Please print every line from the one containing "Mark one point on every instance of the man's hand" through the last line of the records below, exactly as written and nothing more.

## SOURCE MATERIAL
%%

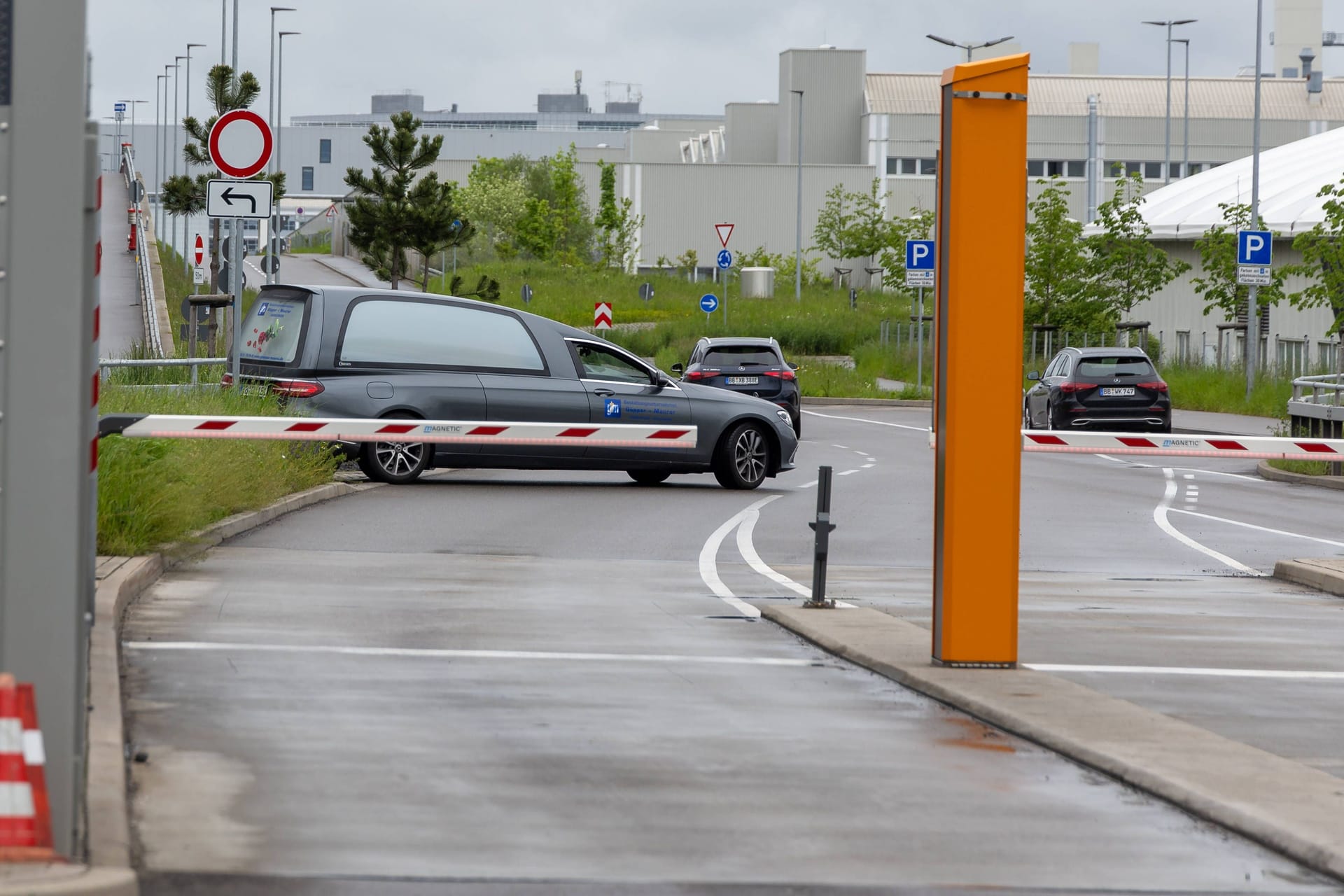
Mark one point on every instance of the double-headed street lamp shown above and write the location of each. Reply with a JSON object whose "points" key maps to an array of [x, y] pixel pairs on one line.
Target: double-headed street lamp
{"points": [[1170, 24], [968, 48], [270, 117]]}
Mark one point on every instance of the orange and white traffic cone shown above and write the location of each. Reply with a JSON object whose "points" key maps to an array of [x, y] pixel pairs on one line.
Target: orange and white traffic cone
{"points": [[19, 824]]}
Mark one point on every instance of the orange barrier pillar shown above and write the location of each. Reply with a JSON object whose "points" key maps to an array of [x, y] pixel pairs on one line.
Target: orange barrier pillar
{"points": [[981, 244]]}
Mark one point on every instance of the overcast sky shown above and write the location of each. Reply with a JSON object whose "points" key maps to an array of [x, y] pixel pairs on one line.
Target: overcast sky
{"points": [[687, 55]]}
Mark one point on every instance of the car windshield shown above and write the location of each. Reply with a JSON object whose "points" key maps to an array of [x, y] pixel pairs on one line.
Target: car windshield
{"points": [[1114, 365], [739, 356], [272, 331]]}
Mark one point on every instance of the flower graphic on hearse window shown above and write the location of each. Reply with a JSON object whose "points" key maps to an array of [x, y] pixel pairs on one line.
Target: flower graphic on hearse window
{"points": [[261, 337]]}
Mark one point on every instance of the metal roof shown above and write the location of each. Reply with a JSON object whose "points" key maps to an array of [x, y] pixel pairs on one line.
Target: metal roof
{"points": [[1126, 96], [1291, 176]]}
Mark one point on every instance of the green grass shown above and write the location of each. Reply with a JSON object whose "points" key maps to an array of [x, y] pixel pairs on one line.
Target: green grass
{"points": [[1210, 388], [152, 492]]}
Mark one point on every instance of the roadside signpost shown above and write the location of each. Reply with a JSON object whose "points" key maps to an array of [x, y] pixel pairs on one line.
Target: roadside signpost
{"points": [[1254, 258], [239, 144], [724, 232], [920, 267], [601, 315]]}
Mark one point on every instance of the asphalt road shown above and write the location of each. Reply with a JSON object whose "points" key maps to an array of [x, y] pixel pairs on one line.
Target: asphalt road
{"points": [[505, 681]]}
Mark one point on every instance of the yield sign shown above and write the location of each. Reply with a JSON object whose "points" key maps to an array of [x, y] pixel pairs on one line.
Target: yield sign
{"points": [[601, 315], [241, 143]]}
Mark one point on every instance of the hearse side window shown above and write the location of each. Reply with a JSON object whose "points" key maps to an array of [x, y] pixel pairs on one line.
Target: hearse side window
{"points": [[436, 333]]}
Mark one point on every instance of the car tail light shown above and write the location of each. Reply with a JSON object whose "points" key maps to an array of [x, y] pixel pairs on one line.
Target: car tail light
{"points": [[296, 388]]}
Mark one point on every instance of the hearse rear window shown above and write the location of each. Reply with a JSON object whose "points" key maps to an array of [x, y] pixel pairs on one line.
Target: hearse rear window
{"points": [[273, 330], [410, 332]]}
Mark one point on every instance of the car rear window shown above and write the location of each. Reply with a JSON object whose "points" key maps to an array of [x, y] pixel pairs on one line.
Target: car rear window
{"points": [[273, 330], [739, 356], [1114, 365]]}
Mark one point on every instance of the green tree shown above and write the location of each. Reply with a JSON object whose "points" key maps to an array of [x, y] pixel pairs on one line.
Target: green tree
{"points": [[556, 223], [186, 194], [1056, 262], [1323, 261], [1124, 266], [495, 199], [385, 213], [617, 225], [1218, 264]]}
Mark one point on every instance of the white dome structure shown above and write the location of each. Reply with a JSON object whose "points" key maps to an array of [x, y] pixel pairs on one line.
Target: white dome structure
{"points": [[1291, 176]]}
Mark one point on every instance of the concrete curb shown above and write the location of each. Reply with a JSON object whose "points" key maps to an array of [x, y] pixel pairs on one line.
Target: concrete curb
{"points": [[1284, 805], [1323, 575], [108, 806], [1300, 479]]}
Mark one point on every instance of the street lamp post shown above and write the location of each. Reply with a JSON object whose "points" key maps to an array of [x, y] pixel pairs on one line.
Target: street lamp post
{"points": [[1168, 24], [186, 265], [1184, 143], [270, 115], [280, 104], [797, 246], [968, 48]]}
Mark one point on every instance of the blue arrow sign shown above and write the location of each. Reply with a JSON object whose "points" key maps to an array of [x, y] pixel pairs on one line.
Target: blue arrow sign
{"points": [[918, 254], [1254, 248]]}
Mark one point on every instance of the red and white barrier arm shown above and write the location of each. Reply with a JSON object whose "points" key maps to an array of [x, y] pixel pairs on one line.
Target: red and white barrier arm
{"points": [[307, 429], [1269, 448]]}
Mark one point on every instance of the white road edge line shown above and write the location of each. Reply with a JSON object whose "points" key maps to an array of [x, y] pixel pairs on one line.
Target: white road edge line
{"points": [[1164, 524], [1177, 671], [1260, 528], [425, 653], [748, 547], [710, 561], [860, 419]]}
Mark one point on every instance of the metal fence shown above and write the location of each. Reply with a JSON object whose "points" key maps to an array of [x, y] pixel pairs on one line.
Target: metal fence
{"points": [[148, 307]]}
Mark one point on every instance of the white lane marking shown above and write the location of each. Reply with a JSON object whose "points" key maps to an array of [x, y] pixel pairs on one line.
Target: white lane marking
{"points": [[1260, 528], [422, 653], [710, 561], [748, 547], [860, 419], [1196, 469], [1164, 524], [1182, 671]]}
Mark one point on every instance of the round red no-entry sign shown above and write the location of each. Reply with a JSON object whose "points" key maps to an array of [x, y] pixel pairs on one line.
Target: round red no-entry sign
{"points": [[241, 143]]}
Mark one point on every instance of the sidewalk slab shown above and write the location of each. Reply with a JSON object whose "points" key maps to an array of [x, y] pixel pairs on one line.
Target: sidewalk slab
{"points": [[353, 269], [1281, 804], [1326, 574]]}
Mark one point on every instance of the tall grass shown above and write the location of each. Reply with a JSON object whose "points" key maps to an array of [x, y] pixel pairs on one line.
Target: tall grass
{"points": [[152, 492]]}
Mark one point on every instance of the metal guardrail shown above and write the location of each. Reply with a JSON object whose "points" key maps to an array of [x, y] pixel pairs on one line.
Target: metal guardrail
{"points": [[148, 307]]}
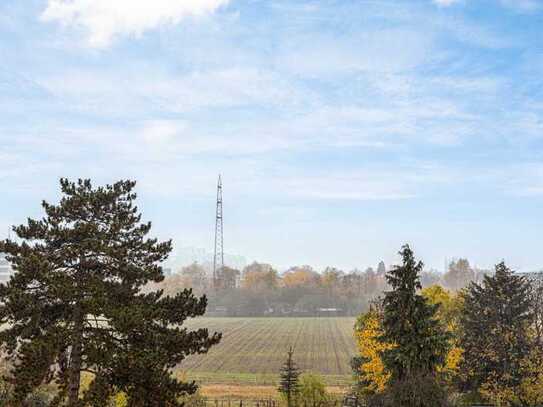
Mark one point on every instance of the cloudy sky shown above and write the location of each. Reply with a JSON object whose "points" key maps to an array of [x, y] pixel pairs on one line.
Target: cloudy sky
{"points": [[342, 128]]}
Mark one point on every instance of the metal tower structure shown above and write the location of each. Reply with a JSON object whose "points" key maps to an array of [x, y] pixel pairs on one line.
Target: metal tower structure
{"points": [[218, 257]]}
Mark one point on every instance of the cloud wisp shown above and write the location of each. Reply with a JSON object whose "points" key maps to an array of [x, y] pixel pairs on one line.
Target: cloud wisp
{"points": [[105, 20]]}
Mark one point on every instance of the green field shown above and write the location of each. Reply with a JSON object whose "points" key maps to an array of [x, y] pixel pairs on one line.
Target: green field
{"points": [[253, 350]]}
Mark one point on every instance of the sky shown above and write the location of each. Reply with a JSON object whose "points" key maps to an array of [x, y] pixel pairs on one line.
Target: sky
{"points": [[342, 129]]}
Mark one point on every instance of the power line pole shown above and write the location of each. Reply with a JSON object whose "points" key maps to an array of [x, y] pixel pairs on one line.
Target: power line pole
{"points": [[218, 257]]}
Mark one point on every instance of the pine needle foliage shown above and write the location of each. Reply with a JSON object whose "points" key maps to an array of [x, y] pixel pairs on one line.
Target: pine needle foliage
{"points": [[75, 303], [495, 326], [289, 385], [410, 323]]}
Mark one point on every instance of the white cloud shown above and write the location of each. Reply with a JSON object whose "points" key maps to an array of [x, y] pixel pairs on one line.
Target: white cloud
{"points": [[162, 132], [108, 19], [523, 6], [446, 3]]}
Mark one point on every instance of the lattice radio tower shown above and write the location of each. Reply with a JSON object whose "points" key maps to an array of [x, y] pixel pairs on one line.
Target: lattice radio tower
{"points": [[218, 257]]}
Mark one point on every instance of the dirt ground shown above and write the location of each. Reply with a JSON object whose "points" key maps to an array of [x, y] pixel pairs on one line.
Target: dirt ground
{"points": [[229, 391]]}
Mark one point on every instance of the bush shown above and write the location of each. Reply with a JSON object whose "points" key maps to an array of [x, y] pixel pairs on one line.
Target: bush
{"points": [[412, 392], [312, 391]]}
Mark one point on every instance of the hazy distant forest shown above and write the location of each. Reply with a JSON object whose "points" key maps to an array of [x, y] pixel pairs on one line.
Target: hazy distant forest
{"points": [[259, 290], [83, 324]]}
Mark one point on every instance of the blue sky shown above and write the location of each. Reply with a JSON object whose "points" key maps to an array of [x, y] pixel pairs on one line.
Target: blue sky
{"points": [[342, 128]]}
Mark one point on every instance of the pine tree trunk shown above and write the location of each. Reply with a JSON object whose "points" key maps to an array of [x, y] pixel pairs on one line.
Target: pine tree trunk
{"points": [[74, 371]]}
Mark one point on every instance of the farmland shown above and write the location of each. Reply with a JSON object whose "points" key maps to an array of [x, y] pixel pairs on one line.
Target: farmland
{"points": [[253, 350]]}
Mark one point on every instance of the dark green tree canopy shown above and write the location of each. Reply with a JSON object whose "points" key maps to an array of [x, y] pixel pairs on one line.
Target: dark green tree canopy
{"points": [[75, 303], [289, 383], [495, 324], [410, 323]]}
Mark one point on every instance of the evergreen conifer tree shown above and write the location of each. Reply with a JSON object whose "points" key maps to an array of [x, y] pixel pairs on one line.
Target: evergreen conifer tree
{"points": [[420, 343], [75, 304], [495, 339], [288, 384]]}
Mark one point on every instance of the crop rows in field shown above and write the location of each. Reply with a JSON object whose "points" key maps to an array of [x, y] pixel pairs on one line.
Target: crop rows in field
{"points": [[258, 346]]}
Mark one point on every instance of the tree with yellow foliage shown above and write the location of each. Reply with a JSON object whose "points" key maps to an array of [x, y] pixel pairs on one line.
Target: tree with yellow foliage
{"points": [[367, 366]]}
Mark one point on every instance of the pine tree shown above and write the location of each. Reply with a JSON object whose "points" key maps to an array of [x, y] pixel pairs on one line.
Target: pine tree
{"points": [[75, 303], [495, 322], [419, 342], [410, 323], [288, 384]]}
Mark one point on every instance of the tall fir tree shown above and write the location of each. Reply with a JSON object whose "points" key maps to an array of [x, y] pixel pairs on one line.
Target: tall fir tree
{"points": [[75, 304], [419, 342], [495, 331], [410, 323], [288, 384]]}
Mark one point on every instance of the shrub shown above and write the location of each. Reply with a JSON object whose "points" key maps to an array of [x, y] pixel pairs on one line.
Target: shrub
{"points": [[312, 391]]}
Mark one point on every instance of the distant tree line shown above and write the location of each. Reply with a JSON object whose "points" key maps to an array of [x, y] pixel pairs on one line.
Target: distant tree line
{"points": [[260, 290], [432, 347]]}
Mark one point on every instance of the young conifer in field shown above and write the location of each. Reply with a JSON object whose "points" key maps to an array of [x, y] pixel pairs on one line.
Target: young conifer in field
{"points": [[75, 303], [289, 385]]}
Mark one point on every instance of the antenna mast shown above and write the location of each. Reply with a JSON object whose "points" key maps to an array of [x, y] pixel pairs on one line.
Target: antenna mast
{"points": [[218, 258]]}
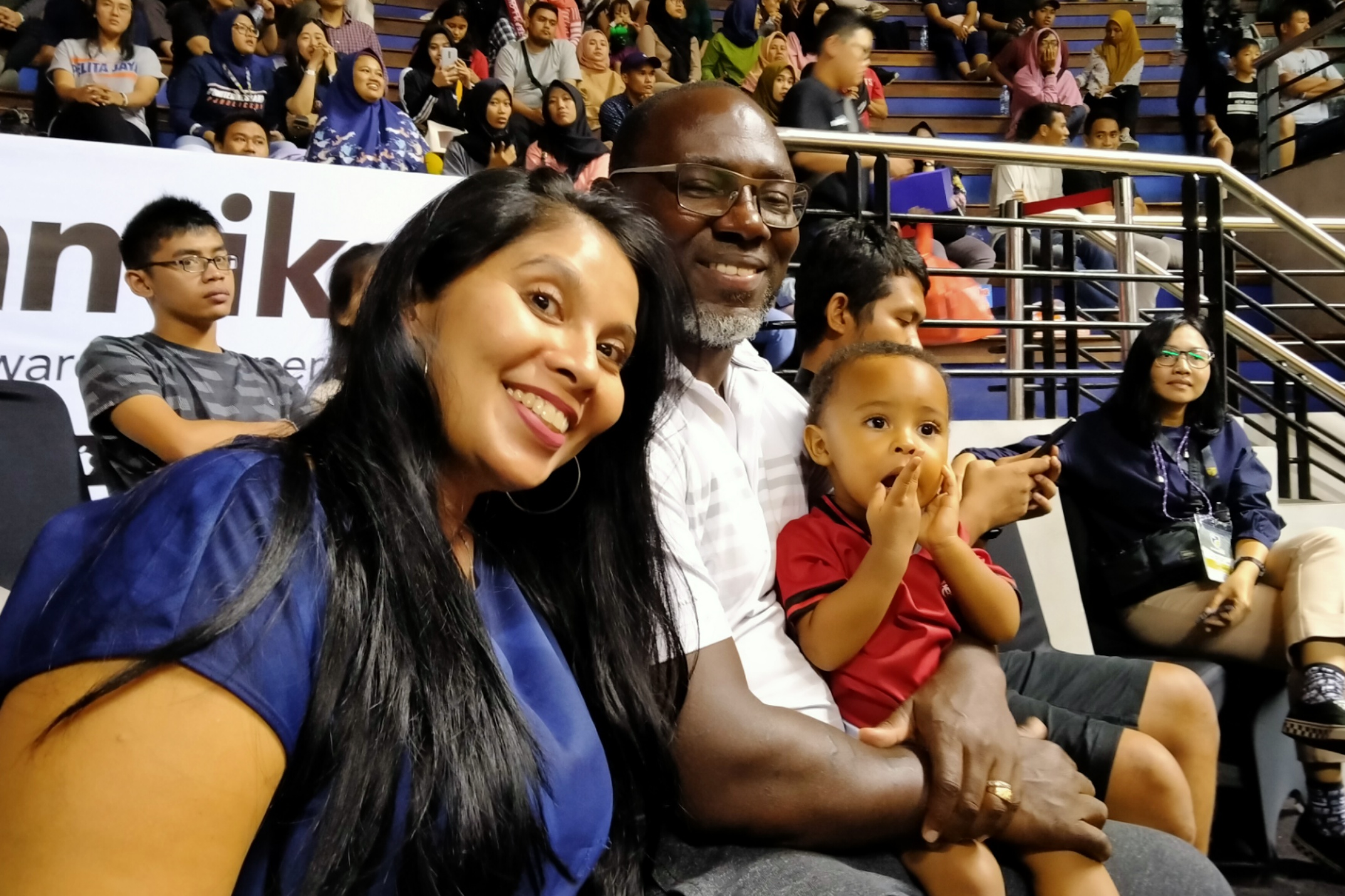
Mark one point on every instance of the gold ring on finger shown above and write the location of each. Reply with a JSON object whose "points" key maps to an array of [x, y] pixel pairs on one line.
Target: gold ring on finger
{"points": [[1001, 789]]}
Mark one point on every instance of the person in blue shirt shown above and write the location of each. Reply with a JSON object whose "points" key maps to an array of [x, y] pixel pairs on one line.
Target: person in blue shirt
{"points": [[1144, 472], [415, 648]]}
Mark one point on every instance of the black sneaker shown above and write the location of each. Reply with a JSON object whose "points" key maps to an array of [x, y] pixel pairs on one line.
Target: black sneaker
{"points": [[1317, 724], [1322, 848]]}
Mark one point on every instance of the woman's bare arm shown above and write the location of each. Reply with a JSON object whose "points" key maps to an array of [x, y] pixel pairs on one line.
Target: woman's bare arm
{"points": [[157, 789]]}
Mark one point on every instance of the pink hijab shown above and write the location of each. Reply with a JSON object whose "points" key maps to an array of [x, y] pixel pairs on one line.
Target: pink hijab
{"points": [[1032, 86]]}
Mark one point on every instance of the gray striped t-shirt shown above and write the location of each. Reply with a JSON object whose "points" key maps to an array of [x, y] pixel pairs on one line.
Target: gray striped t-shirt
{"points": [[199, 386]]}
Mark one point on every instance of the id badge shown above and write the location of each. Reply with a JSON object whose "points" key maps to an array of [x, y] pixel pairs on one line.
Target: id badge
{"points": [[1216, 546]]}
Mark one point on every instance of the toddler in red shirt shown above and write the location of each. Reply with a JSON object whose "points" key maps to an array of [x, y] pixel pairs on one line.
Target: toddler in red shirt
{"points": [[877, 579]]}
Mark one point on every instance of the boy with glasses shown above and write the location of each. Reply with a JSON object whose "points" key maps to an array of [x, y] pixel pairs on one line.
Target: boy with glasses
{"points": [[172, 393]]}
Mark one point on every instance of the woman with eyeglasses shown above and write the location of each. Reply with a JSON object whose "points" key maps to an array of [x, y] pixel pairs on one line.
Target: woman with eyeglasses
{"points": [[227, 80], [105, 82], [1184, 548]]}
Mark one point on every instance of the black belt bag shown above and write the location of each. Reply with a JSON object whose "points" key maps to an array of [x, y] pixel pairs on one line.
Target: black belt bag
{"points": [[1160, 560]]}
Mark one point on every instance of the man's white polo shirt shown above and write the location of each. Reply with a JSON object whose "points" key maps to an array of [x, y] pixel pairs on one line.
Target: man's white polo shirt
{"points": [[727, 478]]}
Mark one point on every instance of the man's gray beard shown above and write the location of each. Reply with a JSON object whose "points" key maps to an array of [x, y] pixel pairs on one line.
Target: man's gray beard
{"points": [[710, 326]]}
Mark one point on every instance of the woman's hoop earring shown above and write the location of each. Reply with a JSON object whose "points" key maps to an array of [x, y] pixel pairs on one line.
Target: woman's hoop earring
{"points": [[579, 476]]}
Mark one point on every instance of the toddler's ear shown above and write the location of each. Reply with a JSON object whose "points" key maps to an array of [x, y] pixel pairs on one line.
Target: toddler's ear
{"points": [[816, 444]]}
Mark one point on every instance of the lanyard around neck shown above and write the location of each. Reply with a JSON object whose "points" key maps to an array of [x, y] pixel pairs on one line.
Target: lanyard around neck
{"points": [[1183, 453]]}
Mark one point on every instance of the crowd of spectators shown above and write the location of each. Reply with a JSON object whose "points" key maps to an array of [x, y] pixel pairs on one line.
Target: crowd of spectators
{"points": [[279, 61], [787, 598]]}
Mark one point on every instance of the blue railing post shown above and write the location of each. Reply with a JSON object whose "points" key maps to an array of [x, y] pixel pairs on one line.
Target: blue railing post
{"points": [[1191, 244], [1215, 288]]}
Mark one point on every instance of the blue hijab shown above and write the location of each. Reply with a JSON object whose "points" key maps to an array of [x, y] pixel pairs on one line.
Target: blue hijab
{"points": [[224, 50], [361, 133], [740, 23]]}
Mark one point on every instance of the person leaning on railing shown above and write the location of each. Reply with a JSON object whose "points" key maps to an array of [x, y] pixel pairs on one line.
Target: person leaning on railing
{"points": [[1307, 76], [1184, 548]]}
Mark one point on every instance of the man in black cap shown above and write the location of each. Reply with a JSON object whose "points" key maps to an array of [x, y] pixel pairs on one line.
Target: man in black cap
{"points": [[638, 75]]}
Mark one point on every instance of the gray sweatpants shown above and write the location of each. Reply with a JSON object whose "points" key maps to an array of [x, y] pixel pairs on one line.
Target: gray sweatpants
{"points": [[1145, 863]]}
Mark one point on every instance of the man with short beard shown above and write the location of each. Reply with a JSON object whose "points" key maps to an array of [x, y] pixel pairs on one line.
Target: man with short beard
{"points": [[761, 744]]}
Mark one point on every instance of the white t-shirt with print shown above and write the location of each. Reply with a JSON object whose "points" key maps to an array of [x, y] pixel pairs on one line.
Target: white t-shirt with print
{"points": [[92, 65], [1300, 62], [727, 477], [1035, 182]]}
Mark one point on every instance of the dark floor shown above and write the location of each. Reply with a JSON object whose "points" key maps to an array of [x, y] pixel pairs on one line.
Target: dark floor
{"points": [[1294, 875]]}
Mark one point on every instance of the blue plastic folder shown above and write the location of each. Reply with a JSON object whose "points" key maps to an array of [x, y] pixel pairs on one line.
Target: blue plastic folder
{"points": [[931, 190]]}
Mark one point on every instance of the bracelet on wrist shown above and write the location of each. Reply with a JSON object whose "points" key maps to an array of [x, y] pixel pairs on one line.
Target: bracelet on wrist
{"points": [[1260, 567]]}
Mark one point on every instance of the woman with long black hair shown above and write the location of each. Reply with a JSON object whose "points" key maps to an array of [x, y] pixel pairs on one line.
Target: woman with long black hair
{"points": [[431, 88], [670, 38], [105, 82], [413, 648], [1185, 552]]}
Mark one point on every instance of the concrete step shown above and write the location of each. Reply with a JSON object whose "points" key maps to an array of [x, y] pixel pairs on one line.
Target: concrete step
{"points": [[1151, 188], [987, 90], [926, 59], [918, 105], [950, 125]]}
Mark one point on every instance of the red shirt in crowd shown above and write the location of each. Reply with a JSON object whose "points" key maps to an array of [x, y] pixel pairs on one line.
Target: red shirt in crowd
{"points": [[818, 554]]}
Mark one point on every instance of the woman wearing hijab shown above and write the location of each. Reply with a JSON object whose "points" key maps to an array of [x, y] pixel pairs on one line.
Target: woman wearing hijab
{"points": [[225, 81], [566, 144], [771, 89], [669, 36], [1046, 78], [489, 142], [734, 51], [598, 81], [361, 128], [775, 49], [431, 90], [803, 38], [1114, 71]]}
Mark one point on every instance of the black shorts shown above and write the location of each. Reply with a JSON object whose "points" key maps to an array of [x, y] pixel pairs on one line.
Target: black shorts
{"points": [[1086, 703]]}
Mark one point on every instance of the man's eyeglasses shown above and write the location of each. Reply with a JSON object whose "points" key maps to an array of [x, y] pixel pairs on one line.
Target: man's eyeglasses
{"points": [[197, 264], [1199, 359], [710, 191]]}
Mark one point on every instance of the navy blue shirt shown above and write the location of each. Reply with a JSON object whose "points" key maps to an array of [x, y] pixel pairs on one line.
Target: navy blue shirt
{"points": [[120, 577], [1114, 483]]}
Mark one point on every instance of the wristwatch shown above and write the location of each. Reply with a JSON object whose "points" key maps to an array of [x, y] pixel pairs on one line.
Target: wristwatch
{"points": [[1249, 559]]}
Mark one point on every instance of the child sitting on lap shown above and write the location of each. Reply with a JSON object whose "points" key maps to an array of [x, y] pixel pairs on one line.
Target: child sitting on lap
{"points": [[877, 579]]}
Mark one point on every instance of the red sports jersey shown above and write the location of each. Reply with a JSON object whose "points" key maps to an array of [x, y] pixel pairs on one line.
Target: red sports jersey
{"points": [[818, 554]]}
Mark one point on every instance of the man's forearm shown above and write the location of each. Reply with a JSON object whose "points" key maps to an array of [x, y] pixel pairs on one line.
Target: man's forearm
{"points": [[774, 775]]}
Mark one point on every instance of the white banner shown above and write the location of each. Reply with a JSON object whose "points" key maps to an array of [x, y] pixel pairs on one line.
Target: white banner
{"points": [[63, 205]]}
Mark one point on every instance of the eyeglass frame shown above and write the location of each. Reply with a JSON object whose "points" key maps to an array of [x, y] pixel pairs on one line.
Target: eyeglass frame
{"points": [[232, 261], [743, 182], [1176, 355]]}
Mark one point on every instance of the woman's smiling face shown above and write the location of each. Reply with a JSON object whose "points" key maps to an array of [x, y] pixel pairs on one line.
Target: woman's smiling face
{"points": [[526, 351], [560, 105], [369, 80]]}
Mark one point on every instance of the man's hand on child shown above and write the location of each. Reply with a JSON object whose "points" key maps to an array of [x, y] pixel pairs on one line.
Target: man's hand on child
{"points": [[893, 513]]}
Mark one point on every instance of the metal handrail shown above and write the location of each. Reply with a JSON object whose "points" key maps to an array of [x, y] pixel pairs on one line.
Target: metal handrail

%%

## FINISHED ANSWER
Mark one point on every instance of the man's hand on child shown above and write the location of each. Reply with a JSON object whose "points" key maps to an array of [x, y] pixel pairs on one line.
Target: man's hand on child
{"points": [[893, 513]]}
Mark one point on every instance of the metal handrail shown above and write the location of each. Reply with a JSON object whose "points" key maps to an array of [x, y] pixel pairs on one line.
Target: metal handrail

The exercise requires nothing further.